Work instruction -
Among the entries below, one stretch runs from the line that contains "# indicate x and y for each instance of the palm" through the line that contains "arch with a point". Repeat that stretch exactly, ends included, and only that.

Dataset content -
- Opening Delimiter -
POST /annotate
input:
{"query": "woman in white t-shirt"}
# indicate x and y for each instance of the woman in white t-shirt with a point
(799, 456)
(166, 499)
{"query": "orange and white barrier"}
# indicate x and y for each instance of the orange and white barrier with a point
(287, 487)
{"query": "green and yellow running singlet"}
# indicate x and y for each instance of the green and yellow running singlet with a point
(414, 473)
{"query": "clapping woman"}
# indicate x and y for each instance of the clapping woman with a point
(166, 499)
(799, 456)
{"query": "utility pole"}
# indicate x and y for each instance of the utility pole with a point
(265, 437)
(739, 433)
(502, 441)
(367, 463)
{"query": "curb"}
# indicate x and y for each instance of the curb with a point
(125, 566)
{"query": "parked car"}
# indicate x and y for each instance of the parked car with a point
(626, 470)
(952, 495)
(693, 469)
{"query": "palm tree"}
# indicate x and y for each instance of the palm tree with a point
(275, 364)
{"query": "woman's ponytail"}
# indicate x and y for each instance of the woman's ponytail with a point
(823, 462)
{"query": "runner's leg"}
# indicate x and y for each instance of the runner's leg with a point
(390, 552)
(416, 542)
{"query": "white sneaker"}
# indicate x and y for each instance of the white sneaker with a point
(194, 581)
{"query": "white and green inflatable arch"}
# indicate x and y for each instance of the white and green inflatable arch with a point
- Closing Delimiter -
- Opening Delimiter -
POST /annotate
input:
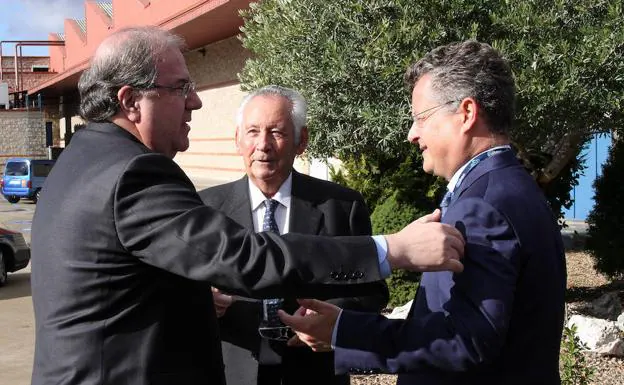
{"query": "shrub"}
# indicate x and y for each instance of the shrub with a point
- Closing Delimiter -
Result of the exercise -
# indicate x and y for each instance of the palm tree with a point
(275, 364)
{"query": "woman's ponytail"}
# indicate x and y for each instance of the woman's ponytail with a point
(823, 462)
{"query": "runner's leg"}
# indicate x and y for each instance of the runner's leg with a point
(390, 552)
(416, 542)
{"query": "white sneaker"}
# indicate x and y for each instance of the white sneaker with a point
(194, 581)
{"query": "white and green inflatable arch"}
# indicate x and y for each instance of the white and green inflatable arch with a point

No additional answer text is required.